◆ Entries provided
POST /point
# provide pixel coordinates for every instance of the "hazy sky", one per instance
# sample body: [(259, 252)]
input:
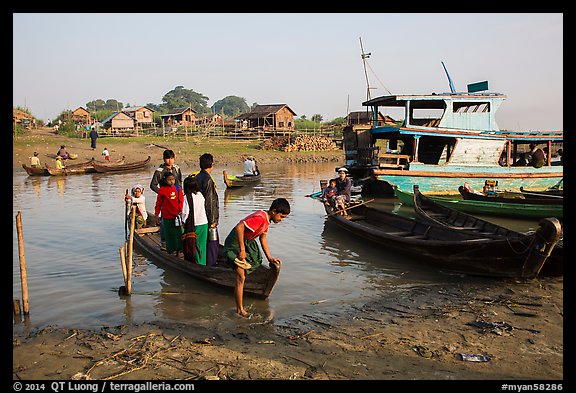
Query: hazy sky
[(311, 62)]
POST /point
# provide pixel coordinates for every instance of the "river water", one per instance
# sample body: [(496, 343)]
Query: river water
[(73, 228)]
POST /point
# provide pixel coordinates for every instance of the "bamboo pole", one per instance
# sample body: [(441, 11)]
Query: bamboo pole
[(23, 277), (130, 248), (123, 263)]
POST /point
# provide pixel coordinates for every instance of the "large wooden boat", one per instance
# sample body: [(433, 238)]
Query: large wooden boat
[(444, 138), (511, 197), (474, 227), (35, 171), (501, 209), (259, 283), (511, 258), (114, 167), (232, 181)]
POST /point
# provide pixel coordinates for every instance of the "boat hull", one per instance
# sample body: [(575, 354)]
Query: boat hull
[(444, 180), (33, 171), (501, 209), (115, 167), (240, 181), (448, 250), (258, 283)]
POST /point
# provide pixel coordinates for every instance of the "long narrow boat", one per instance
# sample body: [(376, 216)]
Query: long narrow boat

◆ What you will do
Repeat everything in the records precisely. Images are excluded from the copy.

◆ Task solution
POST /point
# provide pixel coordinates for every instance of the "hazy sky", one per instance
# sample body: [(259, 252)]
input:
Query: hazy sky
[(311, 62)]
POST /point
# provide pixel coordinates for every instance of the "river water", one per instance
# sample body: [(496, 343)]
Query: river water
[(73, 228)]
POST /point
# provide pixel coordinates for every instance of the "bamboo pole", one per instance
# sample body: [(441, 11)]
Query: bamboo pole
[(23, 277), (130, 248), (123, 263)]
POST /point
# provide pixel coordinates for every instance of the "large wooden boat", one per instance
# sample body: [(433, 238)]
Query: large wooden boat
[(444, 138), (511, 197), (474, 227), (35, 171), (501, 209), (259, 283), (511, 258), (114, 167), (232, 181)]
POST /point
# provide pixel coordinates for every instance of the "boat hull", one per instance
# sample body: [(575, 354)]
Query: boat hull
[(444, 180), (33, 171), (501, 209), (115, 167), (240, 181), (448, 250), (258, 283)]
POST /point
# provide pixel coordinates for every instance of the "long narrow boat", one per instance
# sample body: [(376, 216)]
Query: long narrow boat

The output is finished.